● **Task instructions**
Continue the mailing-list thread on choosing a Hadoop InputFormat from the point where it stops.

● **Quoted text**
[Begin]
Home | About | Sematext search-lucene.com search-hadoop.com
 Search Hadoop and all its subprojects:

Switch to Threaded View
MapReduce, mail # user - Which InputFormat to use?


Copy link to this message
-
Re: Which InputFormat to use?
Harsh J 2013-07-05, 10:35
Whichever you pick, both are supported right now and pretty much offer
the same functionality. FWIW though, Pig and HBase both use the new
APIs.

On Fri, Jul 5, 2013 at 11:30 AM, Azuryy Yu <[EMAIL PROTECTED]> wrote:
> Using InputFormat under mapreduce package.  mapred package is very old
> package. but generally you can extend from FileInputFormat under
> o.a.h.mapreduce package.
>
>
> On Fri, Jul 5, 2013 at 1:23 PM, Devaraj k <[EMAIL PROTECTED]> wrote:
>>
>> Hi Ahmed,
>>
>>
>>
>>                 Hadoop 0.20.0 included the new mapred API, these sometimes
>> refer as context objects. These are designed to make API easier to evolve in
>> future. There are some differences between new & old API's,
>>
>>
>>
>> > The new API's favour abstract classes rather than interfaces, since
>> > abstract classes are easy to evolve.
>>
>> > New API's use context objects like MapContext & ReduceContext to connect
>> > the user code.
>>
>> > The old API has a special JobConf object for jobconf, in new API Job
>> > configuration will be done using Configuration.
>>
>>
>>
>> You can find the new API's in org.apache.hadoop.mapreduce.lib.input.*
>> package and its sub packages, old API's in org.apache.hadoop.mapred.*
>> package its sub packages.
[End]
● **Stored entries**
[Begin]
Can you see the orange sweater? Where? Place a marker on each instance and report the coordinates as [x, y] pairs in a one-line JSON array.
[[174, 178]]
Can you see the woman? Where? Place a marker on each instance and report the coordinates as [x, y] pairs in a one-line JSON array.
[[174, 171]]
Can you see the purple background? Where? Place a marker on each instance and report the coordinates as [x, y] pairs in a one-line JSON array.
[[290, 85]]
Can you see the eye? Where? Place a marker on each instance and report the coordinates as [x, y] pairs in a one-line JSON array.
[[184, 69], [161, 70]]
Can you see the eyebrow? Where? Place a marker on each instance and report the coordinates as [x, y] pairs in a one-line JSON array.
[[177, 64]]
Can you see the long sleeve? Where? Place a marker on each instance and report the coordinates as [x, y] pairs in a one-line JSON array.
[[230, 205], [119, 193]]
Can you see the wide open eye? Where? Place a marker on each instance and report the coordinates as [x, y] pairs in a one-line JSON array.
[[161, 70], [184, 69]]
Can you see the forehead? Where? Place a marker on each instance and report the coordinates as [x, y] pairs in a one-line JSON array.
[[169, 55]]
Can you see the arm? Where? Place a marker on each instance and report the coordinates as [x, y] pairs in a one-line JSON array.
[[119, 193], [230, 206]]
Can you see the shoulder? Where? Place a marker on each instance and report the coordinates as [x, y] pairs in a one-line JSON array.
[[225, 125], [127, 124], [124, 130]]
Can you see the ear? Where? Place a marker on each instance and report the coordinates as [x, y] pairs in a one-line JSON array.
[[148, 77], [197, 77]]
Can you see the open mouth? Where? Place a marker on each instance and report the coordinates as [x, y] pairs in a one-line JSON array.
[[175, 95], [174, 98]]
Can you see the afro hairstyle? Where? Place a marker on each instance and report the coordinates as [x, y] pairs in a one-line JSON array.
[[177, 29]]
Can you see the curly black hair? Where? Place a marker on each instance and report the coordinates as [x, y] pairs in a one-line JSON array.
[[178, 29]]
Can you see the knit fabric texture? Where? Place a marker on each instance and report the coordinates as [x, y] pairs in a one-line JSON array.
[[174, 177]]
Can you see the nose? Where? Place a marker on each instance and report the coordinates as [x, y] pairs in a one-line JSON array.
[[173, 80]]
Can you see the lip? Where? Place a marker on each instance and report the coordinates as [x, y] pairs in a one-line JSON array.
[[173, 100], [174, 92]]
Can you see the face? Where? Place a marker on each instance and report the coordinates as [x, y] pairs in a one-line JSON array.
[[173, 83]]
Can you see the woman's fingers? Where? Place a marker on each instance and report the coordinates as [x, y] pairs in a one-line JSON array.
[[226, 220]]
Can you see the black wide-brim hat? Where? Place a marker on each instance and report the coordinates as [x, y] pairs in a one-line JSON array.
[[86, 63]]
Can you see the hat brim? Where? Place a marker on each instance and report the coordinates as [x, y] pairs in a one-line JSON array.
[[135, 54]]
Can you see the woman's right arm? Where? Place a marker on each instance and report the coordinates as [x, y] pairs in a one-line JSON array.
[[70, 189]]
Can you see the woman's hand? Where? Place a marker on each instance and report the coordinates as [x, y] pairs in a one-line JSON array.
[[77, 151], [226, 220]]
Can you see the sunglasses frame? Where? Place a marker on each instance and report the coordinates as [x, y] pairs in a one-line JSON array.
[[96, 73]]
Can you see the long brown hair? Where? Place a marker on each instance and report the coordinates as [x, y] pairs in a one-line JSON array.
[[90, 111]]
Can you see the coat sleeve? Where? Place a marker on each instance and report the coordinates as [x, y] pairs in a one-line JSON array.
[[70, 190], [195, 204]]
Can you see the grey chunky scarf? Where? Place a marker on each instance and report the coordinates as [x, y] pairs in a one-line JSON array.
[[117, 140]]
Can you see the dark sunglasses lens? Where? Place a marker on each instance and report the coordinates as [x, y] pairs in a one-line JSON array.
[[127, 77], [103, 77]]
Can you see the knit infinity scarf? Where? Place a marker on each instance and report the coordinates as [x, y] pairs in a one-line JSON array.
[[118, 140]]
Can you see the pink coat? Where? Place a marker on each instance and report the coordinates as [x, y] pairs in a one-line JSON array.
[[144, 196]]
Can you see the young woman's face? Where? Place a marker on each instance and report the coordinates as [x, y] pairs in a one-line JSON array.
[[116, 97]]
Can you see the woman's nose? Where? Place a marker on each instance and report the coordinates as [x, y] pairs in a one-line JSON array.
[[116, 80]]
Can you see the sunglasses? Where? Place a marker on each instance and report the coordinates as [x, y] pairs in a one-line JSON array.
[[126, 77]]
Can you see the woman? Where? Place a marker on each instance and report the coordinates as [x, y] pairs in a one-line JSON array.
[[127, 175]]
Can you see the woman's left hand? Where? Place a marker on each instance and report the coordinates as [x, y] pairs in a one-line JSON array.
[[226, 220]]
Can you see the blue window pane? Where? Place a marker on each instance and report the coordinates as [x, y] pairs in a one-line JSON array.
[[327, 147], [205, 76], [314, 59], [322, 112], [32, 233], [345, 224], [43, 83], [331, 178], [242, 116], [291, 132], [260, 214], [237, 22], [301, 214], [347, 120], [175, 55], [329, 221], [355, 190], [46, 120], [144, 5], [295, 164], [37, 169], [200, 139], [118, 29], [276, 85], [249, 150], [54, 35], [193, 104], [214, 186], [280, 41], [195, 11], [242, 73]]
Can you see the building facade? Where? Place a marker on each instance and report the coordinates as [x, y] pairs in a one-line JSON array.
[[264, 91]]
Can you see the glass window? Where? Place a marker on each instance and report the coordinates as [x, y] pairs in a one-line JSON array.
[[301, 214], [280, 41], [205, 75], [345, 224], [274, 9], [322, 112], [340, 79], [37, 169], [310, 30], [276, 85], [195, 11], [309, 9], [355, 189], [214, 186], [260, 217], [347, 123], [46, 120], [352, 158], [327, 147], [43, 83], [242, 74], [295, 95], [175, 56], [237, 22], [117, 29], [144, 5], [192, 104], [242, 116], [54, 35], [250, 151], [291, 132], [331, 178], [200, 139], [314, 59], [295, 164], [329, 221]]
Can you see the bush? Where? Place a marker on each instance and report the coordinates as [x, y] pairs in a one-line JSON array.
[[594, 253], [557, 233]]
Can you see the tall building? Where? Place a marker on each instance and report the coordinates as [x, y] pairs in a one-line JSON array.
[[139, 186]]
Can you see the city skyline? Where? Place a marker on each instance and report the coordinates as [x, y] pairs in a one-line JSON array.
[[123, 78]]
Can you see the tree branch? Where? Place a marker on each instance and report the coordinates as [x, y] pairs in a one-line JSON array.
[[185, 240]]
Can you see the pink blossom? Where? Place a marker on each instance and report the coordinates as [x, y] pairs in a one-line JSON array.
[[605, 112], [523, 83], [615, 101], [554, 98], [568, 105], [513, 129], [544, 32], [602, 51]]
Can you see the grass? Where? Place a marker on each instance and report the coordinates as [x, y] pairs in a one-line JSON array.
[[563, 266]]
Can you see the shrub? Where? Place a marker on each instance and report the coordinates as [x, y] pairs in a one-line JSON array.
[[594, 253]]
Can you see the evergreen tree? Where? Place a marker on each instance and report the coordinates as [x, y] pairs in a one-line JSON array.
[End]
● **Result**
>>
>>
>>
>> The new API is type-incompatible with the old, we need to rewrite the jobs
>> to make use of these advantages.
>>
>>
>>
>> Based on these things you can select which API's to use.
>>
>>
>>
>> Thanks
>>
>> Devaraj k
>>
>>
>>
>> From: Ahmed Eldawy [mailto:[EMAIL PROTECTED]]
>> Sent: 05 July 2013 00:00
>>
>>
>> To: [EMAIL PROTECTED]
>> Subject: Which InputFormat to use?
>>
>>
>>
>> Hi I'm developing a new set of InputFormats that are used for a project
>> I'm doing. I found that there are two ways to create  a new InputFormat.
>>
>> 1- Extend the abstract class org.apache.hadoop.mapreduce.InputFormat
>>
>> 2- Implement the interface org.apache.hadoop.mapred.InputFormat
>>
>> I don't know why there are two versions which are incompatible. I found
>> out that for each one, there is a whole set of interfaces for different
>> classes such as InputSplit, RecordReader and MapReduce job. Unfortunately,
>> each set of classes is not compatible with the other one. This means that I
>> have to choose one of the interfaces and go with it till the end. I have two
>> questions basically.
>>
>> 1- Which of these two interfaces I should go with? I didn't find any
>> deprecation in one of them so they both seem legitimate. Is there any plan
>> to retire one of them?
>>
>> 2- I already have some classes implemented in one of the formats, does it
>> worth refactoring these classes to use the other interface, in case I used
>> he old format.
>>
>> Thanks in advance for your help.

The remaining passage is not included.